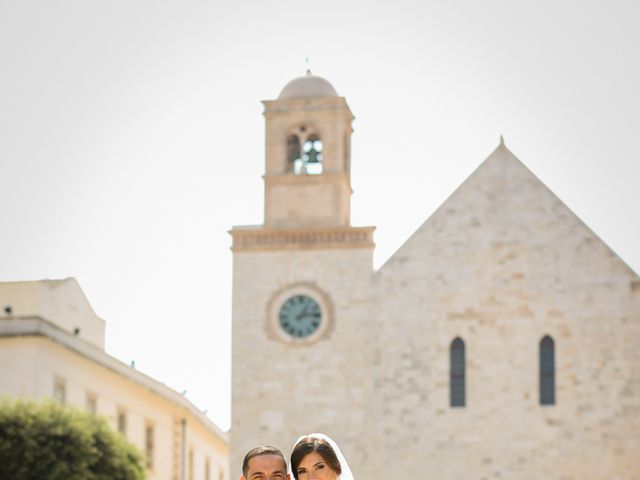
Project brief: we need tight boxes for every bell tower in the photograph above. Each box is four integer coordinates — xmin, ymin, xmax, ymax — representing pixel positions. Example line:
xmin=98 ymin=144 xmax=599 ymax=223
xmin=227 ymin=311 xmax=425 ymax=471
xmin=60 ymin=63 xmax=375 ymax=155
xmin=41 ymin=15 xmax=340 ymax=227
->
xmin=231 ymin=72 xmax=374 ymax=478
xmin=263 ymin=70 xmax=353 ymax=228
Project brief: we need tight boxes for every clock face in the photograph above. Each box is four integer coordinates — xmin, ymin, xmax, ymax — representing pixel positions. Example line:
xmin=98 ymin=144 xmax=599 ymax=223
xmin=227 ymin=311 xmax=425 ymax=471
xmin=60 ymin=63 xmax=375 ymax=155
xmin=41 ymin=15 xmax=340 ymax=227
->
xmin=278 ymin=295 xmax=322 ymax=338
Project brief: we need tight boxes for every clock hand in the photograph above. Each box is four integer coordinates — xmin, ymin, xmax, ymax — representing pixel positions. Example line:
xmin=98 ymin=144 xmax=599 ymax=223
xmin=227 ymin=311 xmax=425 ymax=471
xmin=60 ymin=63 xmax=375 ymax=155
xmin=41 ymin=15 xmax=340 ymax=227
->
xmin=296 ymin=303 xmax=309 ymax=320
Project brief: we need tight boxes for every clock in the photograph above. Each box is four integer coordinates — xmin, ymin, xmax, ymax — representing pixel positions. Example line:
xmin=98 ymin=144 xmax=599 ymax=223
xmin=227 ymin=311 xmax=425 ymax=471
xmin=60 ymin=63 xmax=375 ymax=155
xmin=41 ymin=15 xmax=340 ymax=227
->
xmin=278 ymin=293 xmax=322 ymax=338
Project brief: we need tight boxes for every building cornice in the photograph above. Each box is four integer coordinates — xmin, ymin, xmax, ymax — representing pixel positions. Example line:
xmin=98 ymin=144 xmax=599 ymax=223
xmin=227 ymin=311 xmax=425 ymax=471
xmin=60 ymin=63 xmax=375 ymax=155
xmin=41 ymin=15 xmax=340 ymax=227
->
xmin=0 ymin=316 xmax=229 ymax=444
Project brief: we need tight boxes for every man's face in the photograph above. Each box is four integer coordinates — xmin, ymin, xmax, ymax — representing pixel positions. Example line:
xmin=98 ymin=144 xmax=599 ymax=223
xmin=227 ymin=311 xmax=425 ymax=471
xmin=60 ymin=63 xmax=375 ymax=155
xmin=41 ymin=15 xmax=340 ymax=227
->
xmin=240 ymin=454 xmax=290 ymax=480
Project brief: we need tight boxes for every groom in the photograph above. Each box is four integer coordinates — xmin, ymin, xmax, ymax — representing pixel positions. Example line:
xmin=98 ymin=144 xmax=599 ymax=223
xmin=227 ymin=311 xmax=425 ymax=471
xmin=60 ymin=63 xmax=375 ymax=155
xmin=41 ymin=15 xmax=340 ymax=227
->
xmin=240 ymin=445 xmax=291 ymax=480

---+---

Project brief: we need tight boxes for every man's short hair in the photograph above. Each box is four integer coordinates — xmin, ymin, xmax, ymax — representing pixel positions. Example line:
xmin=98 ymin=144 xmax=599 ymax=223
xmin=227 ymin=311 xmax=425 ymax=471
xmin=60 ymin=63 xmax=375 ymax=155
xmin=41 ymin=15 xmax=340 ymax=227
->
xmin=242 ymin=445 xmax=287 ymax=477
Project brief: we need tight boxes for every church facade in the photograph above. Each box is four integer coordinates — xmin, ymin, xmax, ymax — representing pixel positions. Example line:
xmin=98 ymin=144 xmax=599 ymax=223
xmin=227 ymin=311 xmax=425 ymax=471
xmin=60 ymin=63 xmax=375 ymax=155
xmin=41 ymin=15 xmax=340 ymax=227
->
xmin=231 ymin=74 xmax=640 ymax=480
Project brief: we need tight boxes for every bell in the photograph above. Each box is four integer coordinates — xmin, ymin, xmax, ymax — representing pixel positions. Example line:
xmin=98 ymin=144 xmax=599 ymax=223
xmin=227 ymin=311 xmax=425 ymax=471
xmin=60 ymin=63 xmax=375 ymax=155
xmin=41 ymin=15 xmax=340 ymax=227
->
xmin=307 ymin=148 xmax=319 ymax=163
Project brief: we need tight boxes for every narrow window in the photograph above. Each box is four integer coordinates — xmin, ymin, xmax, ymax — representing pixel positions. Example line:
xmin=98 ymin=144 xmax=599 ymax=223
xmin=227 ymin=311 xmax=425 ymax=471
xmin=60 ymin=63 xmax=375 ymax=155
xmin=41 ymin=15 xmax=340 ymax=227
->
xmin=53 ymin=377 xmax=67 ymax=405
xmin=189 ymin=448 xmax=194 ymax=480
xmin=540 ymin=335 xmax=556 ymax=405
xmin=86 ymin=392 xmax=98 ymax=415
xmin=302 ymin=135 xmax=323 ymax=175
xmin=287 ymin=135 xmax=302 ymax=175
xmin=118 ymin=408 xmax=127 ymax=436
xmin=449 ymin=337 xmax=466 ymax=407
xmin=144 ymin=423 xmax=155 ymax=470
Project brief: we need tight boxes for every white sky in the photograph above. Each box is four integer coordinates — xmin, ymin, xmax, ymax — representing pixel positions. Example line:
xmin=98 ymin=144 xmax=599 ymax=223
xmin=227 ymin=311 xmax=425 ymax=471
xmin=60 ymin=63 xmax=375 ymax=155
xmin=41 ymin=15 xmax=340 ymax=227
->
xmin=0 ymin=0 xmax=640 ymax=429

---+---

_Requirements_: Please arrange the rows as a two-column CSV with the headers entry and result, starting at the line that has "Project brief: we need tight boxes for every bell tower" and stopping after the line that has "xmin=263 ymin=70 xmax=353 ymax=228". Give one CSV line per row, with its text in one quoted field and its answer in the other, and turn line breaks into spaces.

_Right answer_:
entry,result
"Project brief: we need tight boxes for every bell tower in the photograph above. Each box is four integer coordinates — xmin, ymin, xmax, ymax — representing pixel positions. Example line: xmin=98 ymin=144 xmax=599 ymax=223 xmin=227 ymin=311 xmax=425 ymax=471 xmin=60 ymin=63 xmax=375 ymax=155 xmin=41 ymin=15 xmax=340 ymax=227 ->","xmin=231 ymin=72 xmax=374 ymax=478 xmin=263 ymin=70 xmax=353 ymax=228"